*TEXT EXTRACT:*
===============

Socio-political and moral issues concerning land rights of two Pacific island indigenous cultures

Pages 52-57 | Received 20 Feb 2015, Accepted 25 Feb 2015, Published online: 25 Mar 2015

Abstract

This paper focuses on bioethical issues related to the land rights of two Pacific Island indigenous cultures from the Guam and Bikini islands. It is based on the author's field experiences, documented public facts about these situations, and the experiences of the Guamanian (Chamorro) and Bikini people. The data for this paper was gleaned from extensive interviews with cultural informants living on Guam, as well as with the descendants of the original people who were forced to migrate from Bikini Atoll.

Bioethics is a term that encompasses many aspects of the health and welfare of individuals and groups. The concept captures also rights associated with the dignity of individuals and groups, including the right to own land and to have control and discretion over one's land. This philosophy impacts every aspect of cultural life by posing difficult ethical dilemmas often ignored or interpreted in ways that change the course of people's lives and, in this case, prevented the indigenous people from occupying their own land. Individual and group values involve dignity and survival, including the ability to make decisions and control processes that are sometimes infringed upon by larger groups that exercise power over indigenous people and cultures.

The list of references at the end of this paper contains the main sources that were integrated with data from the informant interviews, conducted over many years with numerous trips to Micronesia. The published sources about Guam cited here come primarily from the work of Phillips (Citation1996) and Hezel (Citation2001) and from library documents held by the Micronesian Area Research Center (MARC). Published sources about the actual migration of the Bikini Atoll original inhabitants came from the extensive work of Kiste (Citation1974) and Niedenthal (Citation2001) and commentary about the deplorable situation and lack of food from the research of Leonard Mason (Citation1954). When information from the published sources did not corroborate information from the informant interviews or the author's own personal observations, the author checked the data by carrying out additional interviews with informants from different generations. In no way should this paper be considered a definitive statement on land management or the events that transpired during the forced migration from Bikini Atoll. There is still much more research needed on both of these topics.

===============

*ENTRIES SUPPLIED:*

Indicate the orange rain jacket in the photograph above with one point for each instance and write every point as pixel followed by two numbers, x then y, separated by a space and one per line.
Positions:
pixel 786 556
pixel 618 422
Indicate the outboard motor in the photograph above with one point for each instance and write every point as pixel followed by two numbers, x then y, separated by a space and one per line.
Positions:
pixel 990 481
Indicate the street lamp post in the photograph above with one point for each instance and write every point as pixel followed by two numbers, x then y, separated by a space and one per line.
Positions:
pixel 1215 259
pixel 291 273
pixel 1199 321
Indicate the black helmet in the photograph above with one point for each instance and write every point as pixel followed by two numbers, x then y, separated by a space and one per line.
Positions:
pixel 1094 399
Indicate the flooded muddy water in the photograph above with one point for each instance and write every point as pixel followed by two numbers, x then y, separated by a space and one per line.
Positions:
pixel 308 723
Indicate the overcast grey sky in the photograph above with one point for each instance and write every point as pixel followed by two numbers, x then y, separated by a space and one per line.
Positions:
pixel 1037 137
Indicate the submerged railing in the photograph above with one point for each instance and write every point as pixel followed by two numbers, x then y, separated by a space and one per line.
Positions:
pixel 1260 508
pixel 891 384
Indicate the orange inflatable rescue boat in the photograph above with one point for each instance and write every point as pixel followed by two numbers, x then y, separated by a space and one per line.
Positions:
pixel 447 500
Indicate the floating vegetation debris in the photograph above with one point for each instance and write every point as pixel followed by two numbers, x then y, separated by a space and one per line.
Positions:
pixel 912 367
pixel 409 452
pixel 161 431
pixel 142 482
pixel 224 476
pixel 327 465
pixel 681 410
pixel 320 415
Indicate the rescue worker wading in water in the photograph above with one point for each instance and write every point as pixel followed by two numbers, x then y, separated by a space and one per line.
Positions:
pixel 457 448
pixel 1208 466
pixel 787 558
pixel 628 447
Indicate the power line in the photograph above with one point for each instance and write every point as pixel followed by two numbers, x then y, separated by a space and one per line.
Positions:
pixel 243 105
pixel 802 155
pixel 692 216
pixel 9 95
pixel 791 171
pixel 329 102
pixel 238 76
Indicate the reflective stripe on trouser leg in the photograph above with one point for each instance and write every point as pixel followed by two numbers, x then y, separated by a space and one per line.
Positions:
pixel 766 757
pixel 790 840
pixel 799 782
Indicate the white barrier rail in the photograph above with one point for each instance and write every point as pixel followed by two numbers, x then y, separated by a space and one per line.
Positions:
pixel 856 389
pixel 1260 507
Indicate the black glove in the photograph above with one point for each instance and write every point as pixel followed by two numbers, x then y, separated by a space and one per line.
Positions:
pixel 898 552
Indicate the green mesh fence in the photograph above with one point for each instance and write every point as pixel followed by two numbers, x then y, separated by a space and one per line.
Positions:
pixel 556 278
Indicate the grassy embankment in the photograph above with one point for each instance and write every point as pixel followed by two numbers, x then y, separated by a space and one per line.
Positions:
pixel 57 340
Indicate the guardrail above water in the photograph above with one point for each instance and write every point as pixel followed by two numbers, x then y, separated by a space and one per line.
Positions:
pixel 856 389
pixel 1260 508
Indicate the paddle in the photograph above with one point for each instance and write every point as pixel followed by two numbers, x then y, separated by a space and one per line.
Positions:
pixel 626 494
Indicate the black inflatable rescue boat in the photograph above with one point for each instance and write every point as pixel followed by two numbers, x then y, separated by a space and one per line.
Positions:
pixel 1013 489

===============

*TO BE DONE:*
• A. In the paper on Pacific Island land rights, rewrite the stretch from "This paper focuses" through "migrate from Bikini Atoll.", swapping "field experiences" for "fieldwork observations".
• B. Answer these questions from the paper on Pacific Island land rights:
(i) From which islands do the two indigenous cultures it discusses come?
(ii) Which institution holds the library documents cited as sources about Guam?
(iii) How did the author check data when published sources did not corroborate the informant interviews or the author's own observations?

*RESULTS FOR THE EXERCISE:*
• A.
This paper focuses on bioethical issues related to the land rights of two Pacific Island indigenous cultures from the Guam and Bikini islands. It is based on the author's fieldwork observations, documented public facts about these situations, and the experiences of the Guamanian (Chamorro) and Bikini people. The data for this paper was gleaned from extensive interviews with cultural informants living on Guam, as well as with the descendants of the original people who were forced to migrate from Bikini Atoll.

• B.
(i) Guam and Bikini.
(ii) The Micronesian Area Research Center (MARC).
(iii) By carrying out additional interviews with informants from different generations.